--- Provided information ---

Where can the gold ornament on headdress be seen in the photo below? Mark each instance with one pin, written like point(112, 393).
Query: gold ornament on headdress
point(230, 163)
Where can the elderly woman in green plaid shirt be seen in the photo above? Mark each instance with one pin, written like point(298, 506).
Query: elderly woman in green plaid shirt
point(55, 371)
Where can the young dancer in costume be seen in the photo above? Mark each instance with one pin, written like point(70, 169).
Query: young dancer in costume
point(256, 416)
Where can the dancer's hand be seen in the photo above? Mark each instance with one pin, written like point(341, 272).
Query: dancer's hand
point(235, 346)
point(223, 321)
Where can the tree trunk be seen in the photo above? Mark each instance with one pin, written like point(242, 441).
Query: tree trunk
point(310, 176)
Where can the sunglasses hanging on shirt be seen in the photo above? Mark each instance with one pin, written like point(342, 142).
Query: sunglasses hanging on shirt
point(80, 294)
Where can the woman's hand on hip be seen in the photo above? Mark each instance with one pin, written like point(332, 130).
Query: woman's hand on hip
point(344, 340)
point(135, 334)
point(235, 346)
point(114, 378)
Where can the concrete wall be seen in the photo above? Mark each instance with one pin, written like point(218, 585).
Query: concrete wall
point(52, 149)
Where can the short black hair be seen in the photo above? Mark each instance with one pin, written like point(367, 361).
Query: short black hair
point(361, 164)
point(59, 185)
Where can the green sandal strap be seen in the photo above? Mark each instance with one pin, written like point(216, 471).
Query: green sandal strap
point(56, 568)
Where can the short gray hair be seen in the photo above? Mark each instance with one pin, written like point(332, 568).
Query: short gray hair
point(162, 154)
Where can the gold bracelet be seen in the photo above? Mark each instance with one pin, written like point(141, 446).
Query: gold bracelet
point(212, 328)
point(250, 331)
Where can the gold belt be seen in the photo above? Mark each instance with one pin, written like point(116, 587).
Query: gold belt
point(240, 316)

--- Required task ---
Type the whole listing again, unaltered.

--- Solution to this problem ---
Where can the gold ornament on headdress be seen in the photo below? Mark each instance with one pin, written like point(112, 393).
Query: gold ornament on headdress
point(230, 163)
Where can the elderly woman in green plaid shirt be seen in the photo above? Mark each instance with one pin, written like point(298, 506).
Query: elderly woman in green plaid shirt
point(55, 371)
Where can the young dancer in costume be seen in the photo above? Mark each instance with one pin, written like point(70, 169).
Query: young dancer in costume
point(256, 416)
Where can the dancer's hand be seen in the photo above? Mark each instance with one pin, written like point(341, 272).
Query: dancer's hand
point(235, 346)
point(223, 321)
Where can the tree trunk be seen in the photo above? Mark each instance with one pin, written like point(242, 441).
Query: tree trunk
point(310, 176)
Where can the sunglasses hanging on shirt be seen in the photo above? Mark each instance with one pin, written like point(342, 142).
Query: sunglasses hanging on shirt
point(80, 294)
Where can the woman's hand on hip be seen in the photo above? Mark each instance with one pin, written like point(332, 130).
Query: woman's hand on hip
point(344, 340)
point(135, 334)
point(235, 346)
point(114, 378)
Where can the concrete wall be seen in the photo above? Mark each instance with one pin, written like point(218, 585).
Query: concrete wall
point(52, 149)
Where can the short black hair be seen in the photo above? Mark each instance with one pin, written like point(367, 361).
Query: short black hair
point(361, 164)
point(59, 185)
Where can the green sandal strap be seen in the photo above? Mark each instance with one pin, written like point(216, 471).
Query: green sandal strap
point(56, 568)
Where can the short gray hair be seen in the photo above? Mark each instance with one pin, written like point(332, 568).
Query: short gray hair
point(162, 154)
Where can the gold bracelet be seen in the photo above? Mark each instance with one pin, written like point(141, 446).
Query: gold bracelet
point(212, 328)
point(250, 331)
Where can the gold belt be seen in the photo above? Mark each instance with one pin, written like point(116, 587).
Query: gold belt
point(240, 316)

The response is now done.